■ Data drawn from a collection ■
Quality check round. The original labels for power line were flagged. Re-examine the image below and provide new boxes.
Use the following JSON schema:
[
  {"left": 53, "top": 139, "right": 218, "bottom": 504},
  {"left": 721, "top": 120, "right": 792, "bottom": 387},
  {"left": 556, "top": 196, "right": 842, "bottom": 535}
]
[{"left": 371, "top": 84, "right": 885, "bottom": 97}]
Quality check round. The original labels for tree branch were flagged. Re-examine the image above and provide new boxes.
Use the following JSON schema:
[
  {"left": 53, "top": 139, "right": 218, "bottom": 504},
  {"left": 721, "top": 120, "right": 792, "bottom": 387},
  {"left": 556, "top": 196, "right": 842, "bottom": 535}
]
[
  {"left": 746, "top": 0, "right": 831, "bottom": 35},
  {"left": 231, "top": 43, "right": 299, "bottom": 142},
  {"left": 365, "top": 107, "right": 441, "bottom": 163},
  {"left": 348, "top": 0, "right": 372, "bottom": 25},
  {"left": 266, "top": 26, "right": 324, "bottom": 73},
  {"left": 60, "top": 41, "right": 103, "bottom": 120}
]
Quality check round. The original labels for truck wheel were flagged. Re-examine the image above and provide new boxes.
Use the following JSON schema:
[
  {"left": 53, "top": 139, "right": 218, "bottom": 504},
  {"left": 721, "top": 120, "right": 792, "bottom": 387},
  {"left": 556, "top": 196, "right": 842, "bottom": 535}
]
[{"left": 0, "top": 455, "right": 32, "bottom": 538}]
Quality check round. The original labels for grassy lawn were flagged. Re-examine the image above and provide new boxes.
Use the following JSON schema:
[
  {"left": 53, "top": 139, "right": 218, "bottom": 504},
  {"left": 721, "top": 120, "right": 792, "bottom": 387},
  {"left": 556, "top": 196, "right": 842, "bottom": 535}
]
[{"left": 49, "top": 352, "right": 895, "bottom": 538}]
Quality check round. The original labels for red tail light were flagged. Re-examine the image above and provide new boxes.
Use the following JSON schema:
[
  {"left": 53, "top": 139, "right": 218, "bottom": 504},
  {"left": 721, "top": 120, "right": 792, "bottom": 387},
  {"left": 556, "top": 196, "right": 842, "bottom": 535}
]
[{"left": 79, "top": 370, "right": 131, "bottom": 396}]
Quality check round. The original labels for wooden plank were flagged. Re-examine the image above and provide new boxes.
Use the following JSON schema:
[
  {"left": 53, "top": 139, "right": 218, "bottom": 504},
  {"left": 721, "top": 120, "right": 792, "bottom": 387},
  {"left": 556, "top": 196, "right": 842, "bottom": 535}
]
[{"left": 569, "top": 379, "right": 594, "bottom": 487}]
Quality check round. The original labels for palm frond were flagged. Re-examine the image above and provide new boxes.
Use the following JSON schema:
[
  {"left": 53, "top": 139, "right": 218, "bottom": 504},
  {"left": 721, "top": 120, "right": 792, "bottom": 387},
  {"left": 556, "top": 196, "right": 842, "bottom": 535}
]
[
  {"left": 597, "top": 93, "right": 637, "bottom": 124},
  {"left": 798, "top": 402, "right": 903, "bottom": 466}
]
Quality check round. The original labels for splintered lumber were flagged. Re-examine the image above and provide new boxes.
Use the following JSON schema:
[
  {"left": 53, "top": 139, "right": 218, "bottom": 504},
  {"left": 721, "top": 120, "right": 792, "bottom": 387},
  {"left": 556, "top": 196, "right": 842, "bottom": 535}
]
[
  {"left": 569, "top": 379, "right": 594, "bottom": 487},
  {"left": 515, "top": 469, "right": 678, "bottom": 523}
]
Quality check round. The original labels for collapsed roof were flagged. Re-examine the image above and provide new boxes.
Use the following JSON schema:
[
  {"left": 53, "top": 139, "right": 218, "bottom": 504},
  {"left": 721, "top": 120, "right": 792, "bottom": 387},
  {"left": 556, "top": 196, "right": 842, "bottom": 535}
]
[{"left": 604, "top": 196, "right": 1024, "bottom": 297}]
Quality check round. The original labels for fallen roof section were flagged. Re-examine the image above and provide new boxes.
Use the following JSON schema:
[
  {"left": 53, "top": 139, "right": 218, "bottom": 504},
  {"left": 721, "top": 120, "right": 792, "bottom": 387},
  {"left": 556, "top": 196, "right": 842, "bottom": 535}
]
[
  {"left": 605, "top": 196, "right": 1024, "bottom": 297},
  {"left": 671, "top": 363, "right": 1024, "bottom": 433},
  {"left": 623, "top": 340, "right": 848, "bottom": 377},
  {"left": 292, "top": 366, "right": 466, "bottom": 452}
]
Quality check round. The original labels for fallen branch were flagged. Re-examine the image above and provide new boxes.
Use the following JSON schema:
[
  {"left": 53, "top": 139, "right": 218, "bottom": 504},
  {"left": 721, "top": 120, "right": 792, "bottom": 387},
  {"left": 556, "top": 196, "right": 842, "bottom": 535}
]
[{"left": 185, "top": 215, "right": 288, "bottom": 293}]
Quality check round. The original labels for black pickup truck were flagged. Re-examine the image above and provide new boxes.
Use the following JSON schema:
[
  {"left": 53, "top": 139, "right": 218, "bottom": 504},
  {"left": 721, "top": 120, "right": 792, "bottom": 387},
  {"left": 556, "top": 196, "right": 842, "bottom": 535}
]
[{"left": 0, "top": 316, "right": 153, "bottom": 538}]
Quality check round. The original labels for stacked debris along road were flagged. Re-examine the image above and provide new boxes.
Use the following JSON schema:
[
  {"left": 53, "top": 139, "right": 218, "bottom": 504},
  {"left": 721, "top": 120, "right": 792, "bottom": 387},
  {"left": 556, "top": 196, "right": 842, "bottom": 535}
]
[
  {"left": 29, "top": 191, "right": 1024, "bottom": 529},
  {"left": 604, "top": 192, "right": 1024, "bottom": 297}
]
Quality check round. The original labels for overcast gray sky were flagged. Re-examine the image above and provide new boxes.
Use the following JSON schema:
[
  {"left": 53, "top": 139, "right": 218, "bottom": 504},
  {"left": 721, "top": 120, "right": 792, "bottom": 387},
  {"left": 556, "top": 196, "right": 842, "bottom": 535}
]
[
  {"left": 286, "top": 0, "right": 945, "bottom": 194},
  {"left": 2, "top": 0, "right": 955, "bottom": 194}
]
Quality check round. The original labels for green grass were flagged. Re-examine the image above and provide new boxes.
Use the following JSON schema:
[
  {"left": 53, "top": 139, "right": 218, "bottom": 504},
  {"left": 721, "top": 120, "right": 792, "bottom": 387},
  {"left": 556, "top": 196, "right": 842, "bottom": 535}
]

■ TASK BRIEF ■
Rewrite the data from the line containing "Quality check round. The original labels for green" through the end, swapping "green grass" for "brown grass" and keeping everything else unchanged.

■ FINISHED ANSWER ■
Quality check round. The original labels for brown grass were flagged. Re-examine the image above and provide new boxes.
Use the following JSON schema:
[
  {"left": 53, "top": 139, "right": 218, "bottom": 504},
  {"left": 721, "top": 120, "right": 792, "bottom": 387},
  {"left": 556, "top": 196, "right": 842, "bottom": 535}
]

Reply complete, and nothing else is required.